--- Begin Exercise materials ---

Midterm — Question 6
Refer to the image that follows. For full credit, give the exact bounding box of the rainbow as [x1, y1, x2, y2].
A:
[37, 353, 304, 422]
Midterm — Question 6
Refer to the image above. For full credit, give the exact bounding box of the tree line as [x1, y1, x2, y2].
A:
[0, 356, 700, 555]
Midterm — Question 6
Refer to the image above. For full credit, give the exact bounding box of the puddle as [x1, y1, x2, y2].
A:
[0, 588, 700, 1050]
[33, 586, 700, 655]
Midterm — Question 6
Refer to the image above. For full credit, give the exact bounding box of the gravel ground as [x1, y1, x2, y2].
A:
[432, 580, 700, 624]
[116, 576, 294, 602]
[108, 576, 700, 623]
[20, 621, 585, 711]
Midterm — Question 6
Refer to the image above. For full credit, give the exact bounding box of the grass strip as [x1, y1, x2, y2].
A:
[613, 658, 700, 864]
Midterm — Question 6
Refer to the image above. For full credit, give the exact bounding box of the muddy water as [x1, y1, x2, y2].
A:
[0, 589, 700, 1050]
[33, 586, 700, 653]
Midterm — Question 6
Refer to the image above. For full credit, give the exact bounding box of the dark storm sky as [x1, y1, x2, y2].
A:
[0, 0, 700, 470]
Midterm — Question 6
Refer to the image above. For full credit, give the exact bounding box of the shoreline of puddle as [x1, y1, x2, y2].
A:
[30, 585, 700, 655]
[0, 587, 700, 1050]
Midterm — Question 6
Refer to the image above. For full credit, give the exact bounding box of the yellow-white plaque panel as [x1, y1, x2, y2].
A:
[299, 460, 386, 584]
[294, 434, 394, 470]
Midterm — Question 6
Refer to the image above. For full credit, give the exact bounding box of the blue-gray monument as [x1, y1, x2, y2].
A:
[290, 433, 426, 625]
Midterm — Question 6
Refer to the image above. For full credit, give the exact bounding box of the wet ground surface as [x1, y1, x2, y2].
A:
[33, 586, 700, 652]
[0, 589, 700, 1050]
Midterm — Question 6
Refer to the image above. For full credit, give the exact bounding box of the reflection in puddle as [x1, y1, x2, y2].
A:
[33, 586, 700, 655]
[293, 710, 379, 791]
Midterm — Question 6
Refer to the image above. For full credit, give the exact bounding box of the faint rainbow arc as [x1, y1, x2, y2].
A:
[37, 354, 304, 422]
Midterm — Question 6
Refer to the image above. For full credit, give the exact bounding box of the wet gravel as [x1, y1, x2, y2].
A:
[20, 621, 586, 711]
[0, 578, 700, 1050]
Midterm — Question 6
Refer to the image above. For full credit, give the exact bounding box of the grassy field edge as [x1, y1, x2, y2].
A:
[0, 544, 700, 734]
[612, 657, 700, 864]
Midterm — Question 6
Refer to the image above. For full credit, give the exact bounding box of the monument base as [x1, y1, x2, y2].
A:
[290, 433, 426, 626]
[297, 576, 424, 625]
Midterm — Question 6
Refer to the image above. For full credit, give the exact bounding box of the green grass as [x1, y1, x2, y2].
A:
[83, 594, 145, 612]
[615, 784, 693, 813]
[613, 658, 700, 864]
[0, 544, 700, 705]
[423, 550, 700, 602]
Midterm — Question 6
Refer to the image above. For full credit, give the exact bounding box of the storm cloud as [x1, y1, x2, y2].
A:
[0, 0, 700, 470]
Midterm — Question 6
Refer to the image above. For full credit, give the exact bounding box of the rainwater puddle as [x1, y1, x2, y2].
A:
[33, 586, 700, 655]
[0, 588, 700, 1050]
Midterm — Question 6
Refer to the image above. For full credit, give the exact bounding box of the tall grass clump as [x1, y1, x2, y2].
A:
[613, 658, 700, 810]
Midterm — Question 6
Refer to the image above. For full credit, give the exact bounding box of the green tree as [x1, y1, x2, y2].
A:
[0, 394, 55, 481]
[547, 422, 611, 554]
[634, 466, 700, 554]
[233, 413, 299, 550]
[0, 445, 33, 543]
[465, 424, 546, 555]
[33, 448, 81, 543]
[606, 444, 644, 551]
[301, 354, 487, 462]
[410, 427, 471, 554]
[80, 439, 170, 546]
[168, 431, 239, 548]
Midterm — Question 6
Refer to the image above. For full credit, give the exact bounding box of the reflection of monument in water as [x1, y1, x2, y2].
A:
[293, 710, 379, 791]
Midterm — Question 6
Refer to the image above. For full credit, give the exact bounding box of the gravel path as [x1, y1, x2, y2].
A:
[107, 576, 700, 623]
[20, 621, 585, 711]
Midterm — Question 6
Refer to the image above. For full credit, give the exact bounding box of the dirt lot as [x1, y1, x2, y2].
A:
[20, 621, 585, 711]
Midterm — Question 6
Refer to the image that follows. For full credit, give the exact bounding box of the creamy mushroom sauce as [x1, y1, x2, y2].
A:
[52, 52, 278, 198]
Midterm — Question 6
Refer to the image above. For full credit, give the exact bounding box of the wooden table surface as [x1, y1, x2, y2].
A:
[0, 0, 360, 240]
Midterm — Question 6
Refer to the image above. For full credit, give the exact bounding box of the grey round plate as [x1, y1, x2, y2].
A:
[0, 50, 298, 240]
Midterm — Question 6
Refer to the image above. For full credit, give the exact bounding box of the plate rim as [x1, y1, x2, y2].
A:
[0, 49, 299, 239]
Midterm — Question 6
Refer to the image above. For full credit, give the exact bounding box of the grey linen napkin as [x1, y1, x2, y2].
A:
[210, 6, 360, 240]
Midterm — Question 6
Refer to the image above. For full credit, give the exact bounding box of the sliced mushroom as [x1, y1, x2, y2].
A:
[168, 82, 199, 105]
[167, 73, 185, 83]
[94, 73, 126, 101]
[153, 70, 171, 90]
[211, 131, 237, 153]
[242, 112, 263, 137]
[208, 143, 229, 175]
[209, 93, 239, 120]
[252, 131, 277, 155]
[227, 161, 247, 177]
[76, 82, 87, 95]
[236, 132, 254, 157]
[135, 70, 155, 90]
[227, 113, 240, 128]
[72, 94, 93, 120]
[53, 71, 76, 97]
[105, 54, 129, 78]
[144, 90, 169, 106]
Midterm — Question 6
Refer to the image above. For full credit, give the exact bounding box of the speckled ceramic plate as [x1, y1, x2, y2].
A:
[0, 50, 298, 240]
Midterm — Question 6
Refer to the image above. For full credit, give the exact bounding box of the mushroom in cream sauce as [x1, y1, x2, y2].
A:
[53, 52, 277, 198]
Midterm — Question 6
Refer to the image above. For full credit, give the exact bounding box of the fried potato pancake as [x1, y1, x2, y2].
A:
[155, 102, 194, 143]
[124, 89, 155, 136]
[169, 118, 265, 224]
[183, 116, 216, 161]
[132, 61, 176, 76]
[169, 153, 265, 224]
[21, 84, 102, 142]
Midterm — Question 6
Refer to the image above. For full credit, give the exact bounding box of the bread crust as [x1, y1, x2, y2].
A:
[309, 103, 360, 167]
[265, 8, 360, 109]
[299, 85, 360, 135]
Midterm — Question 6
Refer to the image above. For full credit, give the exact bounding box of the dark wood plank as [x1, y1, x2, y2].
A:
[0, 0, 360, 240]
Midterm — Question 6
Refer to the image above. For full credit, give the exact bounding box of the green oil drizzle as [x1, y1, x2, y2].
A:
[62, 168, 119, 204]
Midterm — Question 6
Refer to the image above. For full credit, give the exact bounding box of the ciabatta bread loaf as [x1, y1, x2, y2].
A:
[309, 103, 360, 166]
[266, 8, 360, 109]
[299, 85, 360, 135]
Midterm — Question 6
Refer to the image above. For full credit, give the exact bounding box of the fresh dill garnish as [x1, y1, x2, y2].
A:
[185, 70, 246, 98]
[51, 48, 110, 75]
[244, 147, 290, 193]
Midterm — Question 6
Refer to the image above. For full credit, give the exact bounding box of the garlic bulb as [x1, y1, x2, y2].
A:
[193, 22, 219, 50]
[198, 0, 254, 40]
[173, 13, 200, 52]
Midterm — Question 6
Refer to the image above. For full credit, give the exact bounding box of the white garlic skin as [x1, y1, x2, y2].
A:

--- End Exercise materials ---

Aim =>
Pick out every line of the material that contains the string "surface", matching uppercase and lowercase exactly.

Response to this task =>
Refer to the image above. For full credit, give the exact bounding box of the wet ground surface as [x1, y1, x2, y2].
Refer to the image above. For full credit, give the exact bounding box of the wooden table surface as [x1, y1, x2, y2].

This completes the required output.